WORK INSTRUCTIONS:
Locate each line in the records below that contains the word "slope", and copy those lines out in full.

EXTRACTED MATERIAL:
=====
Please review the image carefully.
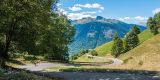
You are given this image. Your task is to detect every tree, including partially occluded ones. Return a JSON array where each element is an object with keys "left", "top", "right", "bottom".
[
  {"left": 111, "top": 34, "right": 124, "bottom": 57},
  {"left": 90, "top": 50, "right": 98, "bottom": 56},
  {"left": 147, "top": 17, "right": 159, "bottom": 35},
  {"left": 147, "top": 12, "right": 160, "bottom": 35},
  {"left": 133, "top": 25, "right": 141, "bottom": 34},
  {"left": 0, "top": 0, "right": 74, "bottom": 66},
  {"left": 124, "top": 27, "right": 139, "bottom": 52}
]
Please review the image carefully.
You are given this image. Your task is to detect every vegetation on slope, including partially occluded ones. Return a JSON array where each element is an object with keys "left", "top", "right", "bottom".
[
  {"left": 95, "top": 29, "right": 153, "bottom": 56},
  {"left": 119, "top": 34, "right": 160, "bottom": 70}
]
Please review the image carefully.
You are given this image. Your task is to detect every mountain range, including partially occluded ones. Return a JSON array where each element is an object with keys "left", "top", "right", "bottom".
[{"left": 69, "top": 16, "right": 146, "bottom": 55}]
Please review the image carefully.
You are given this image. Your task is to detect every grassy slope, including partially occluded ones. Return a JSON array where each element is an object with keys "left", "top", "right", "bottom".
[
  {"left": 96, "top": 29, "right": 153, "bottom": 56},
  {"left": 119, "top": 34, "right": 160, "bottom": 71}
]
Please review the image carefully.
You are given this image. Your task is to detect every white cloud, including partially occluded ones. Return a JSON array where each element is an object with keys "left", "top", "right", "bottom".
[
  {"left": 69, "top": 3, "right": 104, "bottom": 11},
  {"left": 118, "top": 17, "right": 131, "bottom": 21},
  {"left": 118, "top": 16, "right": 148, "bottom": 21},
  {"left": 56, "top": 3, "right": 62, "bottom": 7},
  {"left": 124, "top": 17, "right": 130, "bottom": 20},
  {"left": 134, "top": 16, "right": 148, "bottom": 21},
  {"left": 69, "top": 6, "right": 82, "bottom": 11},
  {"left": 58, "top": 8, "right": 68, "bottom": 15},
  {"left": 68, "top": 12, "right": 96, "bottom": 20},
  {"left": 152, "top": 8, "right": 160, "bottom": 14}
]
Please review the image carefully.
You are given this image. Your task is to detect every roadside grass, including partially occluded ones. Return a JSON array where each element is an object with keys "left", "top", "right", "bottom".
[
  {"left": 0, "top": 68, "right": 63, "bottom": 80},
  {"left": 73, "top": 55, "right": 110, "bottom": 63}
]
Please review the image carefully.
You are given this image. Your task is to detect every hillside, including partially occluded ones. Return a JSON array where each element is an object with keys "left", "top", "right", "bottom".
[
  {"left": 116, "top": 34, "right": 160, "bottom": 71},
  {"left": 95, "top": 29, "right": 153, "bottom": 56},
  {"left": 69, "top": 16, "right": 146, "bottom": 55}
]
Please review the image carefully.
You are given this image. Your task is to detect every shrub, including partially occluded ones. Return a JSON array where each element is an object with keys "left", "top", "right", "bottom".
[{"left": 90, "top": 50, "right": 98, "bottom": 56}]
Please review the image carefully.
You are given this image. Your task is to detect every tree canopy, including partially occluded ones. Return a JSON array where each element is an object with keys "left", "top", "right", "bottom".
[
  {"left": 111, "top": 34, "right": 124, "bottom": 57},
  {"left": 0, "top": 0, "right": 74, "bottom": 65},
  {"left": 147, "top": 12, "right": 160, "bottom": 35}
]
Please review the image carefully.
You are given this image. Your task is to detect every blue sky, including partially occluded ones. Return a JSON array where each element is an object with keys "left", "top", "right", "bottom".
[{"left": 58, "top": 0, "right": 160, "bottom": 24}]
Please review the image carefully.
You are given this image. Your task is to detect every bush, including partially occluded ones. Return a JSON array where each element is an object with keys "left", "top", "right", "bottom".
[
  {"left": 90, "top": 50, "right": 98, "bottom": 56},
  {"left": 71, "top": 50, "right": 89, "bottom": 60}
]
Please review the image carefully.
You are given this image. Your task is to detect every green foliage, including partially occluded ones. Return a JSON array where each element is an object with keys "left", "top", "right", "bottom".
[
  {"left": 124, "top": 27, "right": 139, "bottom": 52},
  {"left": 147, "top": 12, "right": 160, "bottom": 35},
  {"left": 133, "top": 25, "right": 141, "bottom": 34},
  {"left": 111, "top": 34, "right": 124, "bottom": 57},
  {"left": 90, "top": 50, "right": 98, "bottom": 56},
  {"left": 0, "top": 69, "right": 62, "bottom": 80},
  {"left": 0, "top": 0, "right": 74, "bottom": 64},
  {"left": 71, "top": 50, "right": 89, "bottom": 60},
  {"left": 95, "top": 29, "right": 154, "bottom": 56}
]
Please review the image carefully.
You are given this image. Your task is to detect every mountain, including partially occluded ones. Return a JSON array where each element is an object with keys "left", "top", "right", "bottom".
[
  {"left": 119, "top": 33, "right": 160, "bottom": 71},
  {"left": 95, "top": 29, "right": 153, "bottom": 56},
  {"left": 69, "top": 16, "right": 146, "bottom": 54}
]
=====
WRITTEN RESPONSE:
You are given this image. Your task is to detect every vegetation on slope, including partially occluded ones. Return a JSON array where each element is an object with keys "left", "top", "right", "bottom".
You are given this image. Your task is to detect every grassy slope, including partially occluded ones. Return a JSON array where each element is an object with keys "left", "top", "right", "bottom".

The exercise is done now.